• [Record excerpts]:
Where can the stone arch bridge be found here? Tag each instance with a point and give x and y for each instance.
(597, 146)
...
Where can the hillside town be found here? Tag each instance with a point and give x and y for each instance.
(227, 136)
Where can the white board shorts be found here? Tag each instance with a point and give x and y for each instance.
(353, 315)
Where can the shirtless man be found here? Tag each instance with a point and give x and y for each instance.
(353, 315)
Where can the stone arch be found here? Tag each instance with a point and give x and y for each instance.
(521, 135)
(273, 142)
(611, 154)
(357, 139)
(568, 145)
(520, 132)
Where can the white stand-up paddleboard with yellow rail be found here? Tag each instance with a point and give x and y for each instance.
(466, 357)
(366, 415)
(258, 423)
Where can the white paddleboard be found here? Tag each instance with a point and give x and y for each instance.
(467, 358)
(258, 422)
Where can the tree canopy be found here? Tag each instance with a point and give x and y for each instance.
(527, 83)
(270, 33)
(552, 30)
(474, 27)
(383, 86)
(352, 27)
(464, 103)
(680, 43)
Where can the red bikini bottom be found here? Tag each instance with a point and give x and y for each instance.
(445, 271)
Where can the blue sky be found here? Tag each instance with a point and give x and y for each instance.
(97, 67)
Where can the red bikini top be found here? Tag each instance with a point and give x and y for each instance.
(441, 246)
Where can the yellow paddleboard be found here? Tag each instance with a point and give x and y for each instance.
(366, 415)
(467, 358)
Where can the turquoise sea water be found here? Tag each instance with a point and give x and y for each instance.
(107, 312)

• [Task description]:
Return every line of the listing above that contains the string "stone", matching case exactly.

• [Task answer]:
Where can the stone arch bridge be found here? Tag each instance with a point and give x and y for each instance.
Where can the stone arch be found here? Tag each instance with a point and give x and y for each instance.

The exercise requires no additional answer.